> **PASSAGE FOR REVIEW**:
'''

By providing a credit or debit card (hereinafter referred to as a “credit card”) and/or billing information, or by registering for, using or receiving any of the Company’s Services, you:
- • represent that you are 18 years of age or older;
- • represent that you have the legal capacity and authority to bind yourself and/or the person or entity for whom you are entering into this Agreement;
- • represent that you read and understand English and have read and understand this Agreement;
- • represent, warrant and covenant that the information and data that you have provided or will provide to the Company is or will be correct and complete in all respects, and that you have the right to provide such information and data to the Company;
- • acknowledge that the Company has and will rely upon the information and data that you provide and that any incorrect or incomplete information that you provide to the Company may result in the Company withholding, suspending or terminating the Services and/or terminating this Agreement; and
- • agree to be bound by this Agreement, as it may be updated by the Company from time to time in its sole discretion.
IF YOU DO NOT AGREE TO THE TERMS OF THIS AGREEMENT OR CANNOT MAKE ANY OF THE FOREGOING REPRESENTATIONS, YOU ARE NOT PERMITTED TO USE OR RECEIVE ANY SERVICES FROM THE COMPANY.

'''

> **ENTRIES SHOWN**:

'''

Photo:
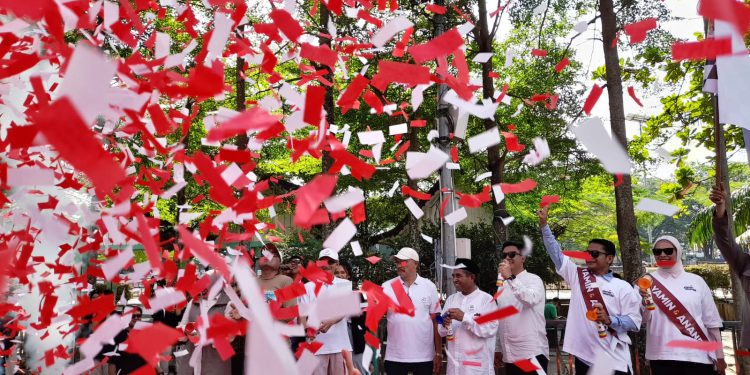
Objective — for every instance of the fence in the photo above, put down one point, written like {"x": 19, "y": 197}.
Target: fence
{"x": 561, "y": 363}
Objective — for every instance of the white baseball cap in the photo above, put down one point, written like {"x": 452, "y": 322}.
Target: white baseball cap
{"x": 407, "y": 253}
{"x": 329, "y": 253}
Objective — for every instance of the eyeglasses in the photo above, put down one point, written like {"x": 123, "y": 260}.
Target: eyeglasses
{"x": 666, "y": 251}
{"x": 595, "y": 254}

'''

> **TASK TO COMPLETE**:
Retype the service agreement terms above from "IF YOU DO NOT" to "FROM THE COMPANY.", word for word.

> **COMPLETED EXERCISE**:
IF YOU DO NOT AGREE TO THE TERMS OF THIS AGREEMENT OR CANNOT MAKE ANY OF THE FOREGOING REPRESENTATIONS, YOU ARE NOT PERMITTED TO USE OR RECEIVE ANY SERVICES FROM THE COMPANY.